# WORK REQUEST
Once the pictures are set aside, print the records that follow exactly as written.

# RECORDS FOR THIS EXERCISE
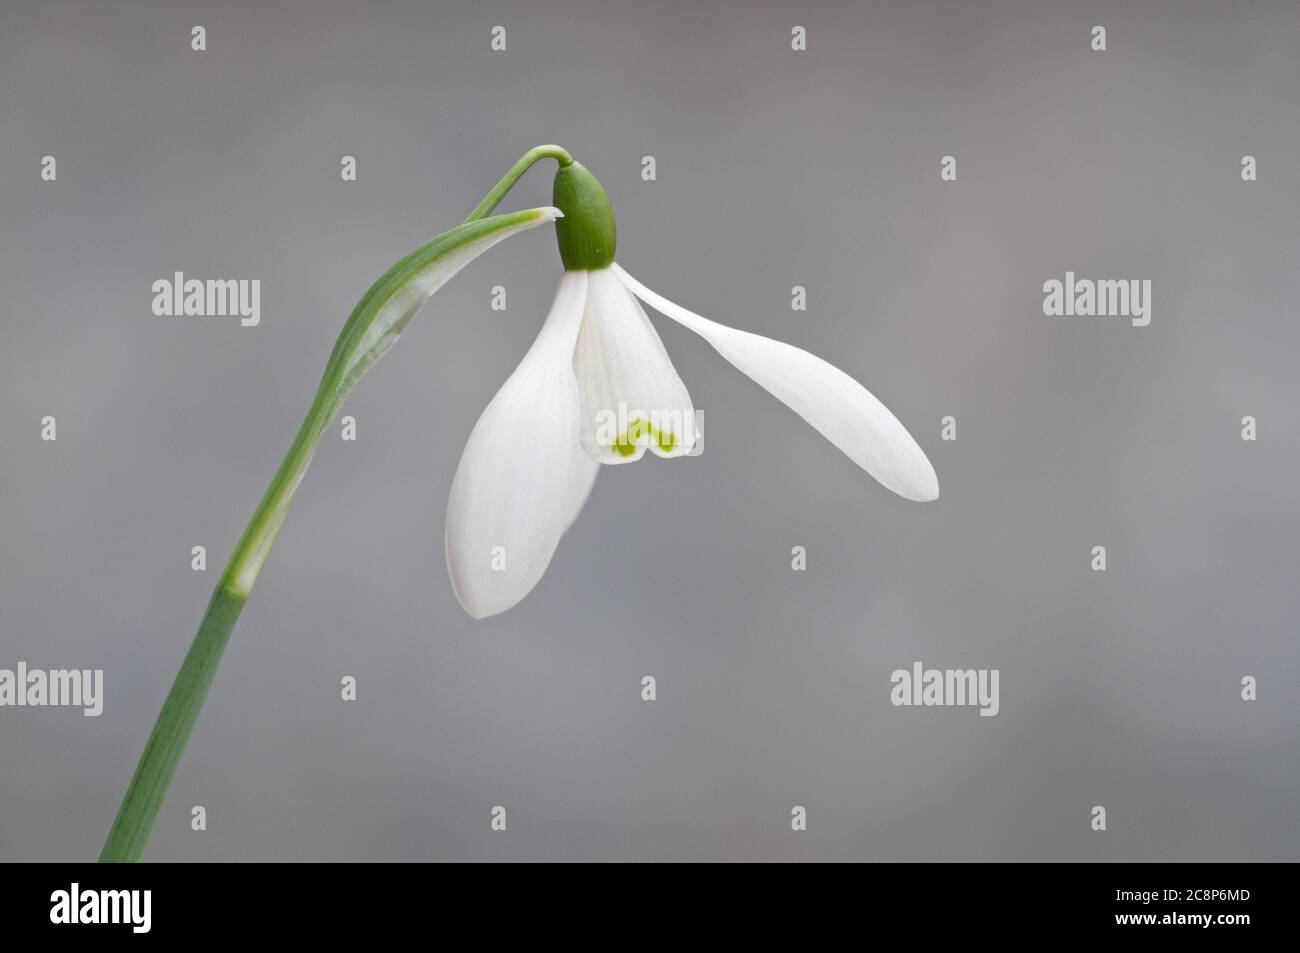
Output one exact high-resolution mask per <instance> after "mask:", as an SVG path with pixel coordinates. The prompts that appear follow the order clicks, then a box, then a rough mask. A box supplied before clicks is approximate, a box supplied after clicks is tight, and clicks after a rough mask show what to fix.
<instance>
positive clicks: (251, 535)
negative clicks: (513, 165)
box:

# ANSWER TO THIS TASK
Output one exact high-resolution mask per <instance> after "mask:", as an SVG path with pixel coordinates. The prompts that appear follow the order clicks, then a box, then a rough mask. A box supplied before clicks is approximate, a box supplied after clicks is tight, and clicks after a rough mask show what to fix.
<instance>
positive clicks: (251, 535)
negative clicks: (513, 165)
box:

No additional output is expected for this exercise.